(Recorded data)
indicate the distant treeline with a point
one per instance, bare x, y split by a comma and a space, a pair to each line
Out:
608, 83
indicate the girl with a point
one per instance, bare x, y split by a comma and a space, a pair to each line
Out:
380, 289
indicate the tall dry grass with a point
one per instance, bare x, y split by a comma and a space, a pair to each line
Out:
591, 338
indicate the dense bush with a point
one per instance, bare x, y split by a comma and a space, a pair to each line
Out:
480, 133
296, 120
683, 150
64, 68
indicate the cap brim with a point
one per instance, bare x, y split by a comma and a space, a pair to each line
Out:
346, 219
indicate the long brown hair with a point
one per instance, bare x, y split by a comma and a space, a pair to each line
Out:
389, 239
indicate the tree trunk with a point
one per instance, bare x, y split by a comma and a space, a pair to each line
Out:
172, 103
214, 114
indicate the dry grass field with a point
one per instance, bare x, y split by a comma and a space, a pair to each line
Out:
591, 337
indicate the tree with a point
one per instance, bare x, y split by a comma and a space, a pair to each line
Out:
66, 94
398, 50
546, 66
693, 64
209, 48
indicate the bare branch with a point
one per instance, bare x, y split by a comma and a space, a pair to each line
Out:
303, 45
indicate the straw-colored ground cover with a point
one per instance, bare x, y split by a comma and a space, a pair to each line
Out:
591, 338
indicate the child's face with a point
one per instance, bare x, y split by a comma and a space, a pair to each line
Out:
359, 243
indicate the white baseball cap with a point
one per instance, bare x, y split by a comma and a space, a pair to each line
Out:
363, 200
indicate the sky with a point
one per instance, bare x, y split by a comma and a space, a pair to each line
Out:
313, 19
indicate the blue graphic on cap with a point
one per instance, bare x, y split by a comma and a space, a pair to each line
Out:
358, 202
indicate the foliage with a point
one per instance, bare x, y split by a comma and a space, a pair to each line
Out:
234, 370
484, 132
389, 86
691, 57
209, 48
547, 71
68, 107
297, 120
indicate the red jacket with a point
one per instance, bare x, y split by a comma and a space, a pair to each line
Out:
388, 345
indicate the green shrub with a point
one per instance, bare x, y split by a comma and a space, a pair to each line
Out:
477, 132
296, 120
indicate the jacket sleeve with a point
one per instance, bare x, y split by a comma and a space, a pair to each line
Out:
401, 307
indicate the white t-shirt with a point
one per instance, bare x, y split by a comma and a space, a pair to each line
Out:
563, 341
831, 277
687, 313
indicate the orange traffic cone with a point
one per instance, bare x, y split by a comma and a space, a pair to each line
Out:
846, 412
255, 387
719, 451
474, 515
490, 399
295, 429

Task goal> Retype only this range exactly: the first line of the data through the line where "indicate the tall dry grass with a point" appears.

Solution to this problem>
indicate the distant treeline with a point
one per instance, bare x, y split by a comma and a space, a pair to each line
Out:
608, 83
indicate the girl with a point
one per instance, bare x, y split by a comma and a space, a pair to each line
Out:
380, 289
indicate the tall dry grass with a point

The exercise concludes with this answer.